WHAT THE TASK ASKS
Pull out each line in the records below containing the word "that", and copy those lines.

PROVIDED INFORMATION
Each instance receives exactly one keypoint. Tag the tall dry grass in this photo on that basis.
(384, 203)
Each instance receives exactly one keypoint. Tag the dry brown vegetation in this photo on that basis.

---

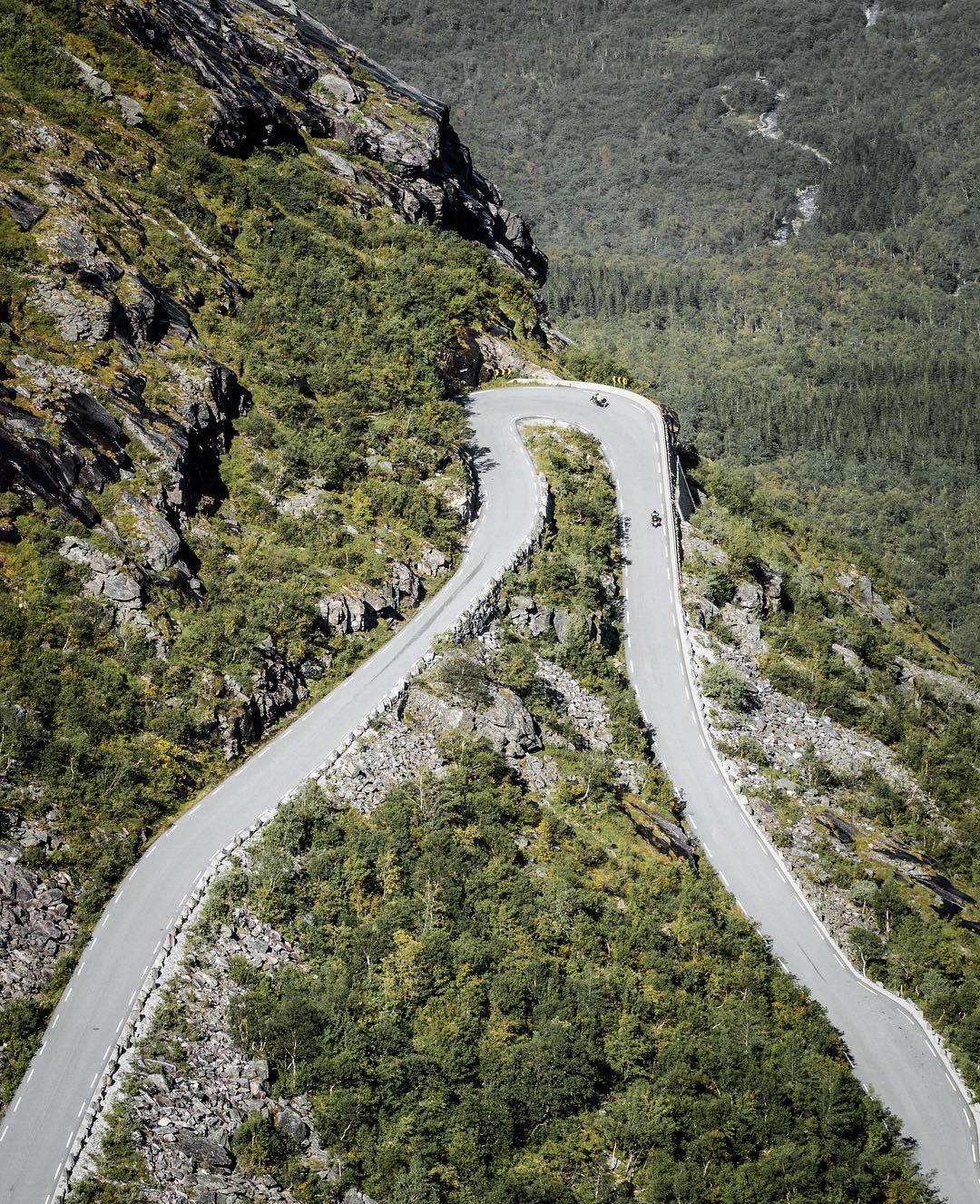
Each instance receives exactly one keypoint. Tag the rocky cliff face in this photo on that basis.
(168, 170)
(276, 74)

RESULT FOR THIS EXERCISE
Each instance receives exactly one keypoint. Tag the tall dry grass in this photo on that basis.
Each instance receives exactly one keypoint. Tag the dry brown vegetation in this photo on that basis.
Each instance receives exactly one keypoint. Tag the rocky cliff face in this photo on that basis.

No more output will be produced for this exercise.